_DO THIS_
Copy out the rows again word for word, taking only the part that opens with the line containing "Report the position of each instance of the potted" and closes with the line containing "[[376, 256]]", both included.

_SUPPLIED RECORDS_
—————

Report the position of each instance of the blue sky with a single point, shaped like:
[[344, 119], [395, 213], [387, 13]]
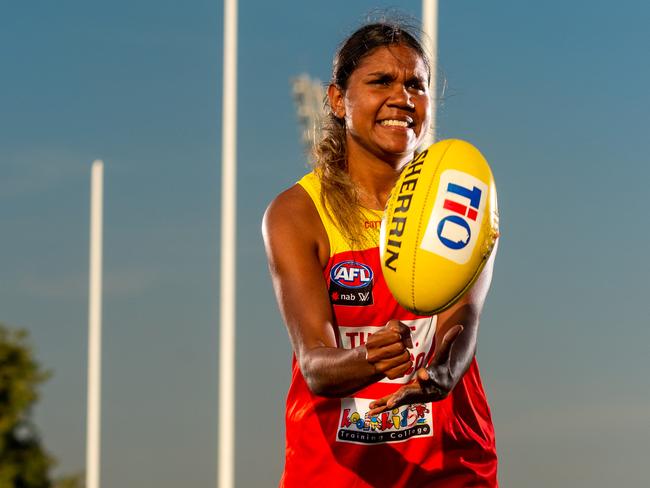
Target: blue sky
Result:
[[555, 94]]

—————

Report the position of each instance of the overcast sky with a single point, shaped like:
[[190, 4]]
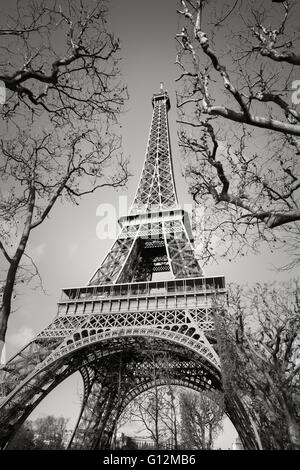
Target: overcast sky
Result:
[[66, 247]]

—————

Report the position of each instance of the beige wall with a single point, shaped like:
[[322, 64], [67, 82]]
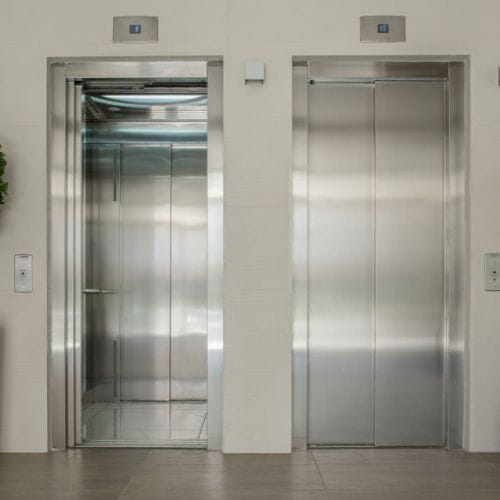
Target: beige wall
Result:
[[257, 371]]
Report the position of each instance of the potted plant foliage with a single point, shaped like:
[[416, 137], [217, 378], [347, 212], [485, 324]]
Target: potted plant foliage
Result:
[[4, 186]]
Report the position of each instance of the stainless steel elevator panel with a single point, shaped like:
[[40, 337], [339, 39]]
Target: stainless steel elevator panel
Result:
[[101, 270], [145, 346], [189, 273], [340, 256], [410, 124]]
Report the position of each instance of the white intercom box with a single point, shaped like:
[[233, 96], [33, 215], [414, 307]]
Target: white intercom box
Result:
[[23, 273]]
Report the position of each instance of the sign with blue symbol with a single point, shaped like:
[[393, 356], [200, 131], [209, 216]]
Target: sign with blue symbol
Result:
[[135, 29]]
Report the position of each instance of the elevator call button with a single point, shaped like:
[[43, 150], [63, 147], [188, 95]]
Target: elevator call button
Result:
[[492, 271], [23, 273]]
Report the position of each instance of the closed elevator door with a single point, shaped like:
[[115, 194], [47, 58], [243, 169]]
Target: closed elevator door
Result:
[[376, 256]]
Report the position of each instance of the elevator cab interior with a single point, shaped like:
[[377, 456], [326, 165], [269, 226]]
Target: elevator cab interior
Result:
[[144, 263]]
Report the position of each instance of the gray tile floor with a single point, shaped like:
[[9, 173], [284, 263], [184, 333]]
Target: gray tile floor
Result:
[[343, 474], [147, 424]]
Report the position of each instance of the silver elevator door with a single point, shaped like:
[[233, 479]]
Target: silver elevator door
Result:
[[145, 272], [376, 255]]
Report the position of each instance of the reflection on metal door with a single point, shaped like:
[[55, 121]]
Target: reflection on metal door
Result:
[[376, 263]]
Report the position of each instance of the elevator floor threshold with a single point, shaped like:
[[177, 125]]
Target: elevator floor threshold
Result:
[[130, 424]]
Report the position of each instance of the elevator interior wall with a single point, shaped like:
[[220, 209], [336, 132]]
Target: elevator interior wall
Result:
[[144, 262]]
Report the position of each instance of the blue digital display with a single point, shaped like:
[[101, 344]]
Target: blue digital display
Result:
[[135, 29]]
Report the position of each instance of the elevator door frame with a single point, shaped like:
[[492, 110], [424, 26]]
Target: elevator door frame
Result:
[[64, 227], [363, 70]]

—————

_FULL OUTPUT_
Report the position of each instance of the potted plant foliage with a single point, shaped like:
[[416, 137], [217, 378], [347, 212], [485, 324]]
Target: potted plant foliage
Result:
[[4, 186]]
Report the position of each instance of the stainless steel elevator panel with a single point, shaped like:
[[40, 337], [339, 39]]
Target: stainless steel elevator panel
Result:
[[101, 270], [145, 346], [189, 273], [340, 256], [410, 124]]
Report the position of each instance of the white intercom box with a single point, shaped like:
[[233, 96], [33, 215], [414, 307]]
Target: white intercom box
Result:
[[23, 273]]
Report the position of each instance of the sign with blue symbol with a single point, shaped like:
[[393, 356], [200, 131], [209, 216]]
Target: sign with blue symbol
Result:
[[135, 29]]
Report the position of each instance of the elevator call button with a single point, shaped like:
[[43, 150], [63, 147], [188, 95]]
Target: elevator call button
Result:
[[492, 271], [23, 273]]
Report the position of each instance of the closed elevator door with a single point, shaped like:
[[115, 194], [47, 58], [243, 169]]
Target: closed elevator door
Result:
[[376, 256]]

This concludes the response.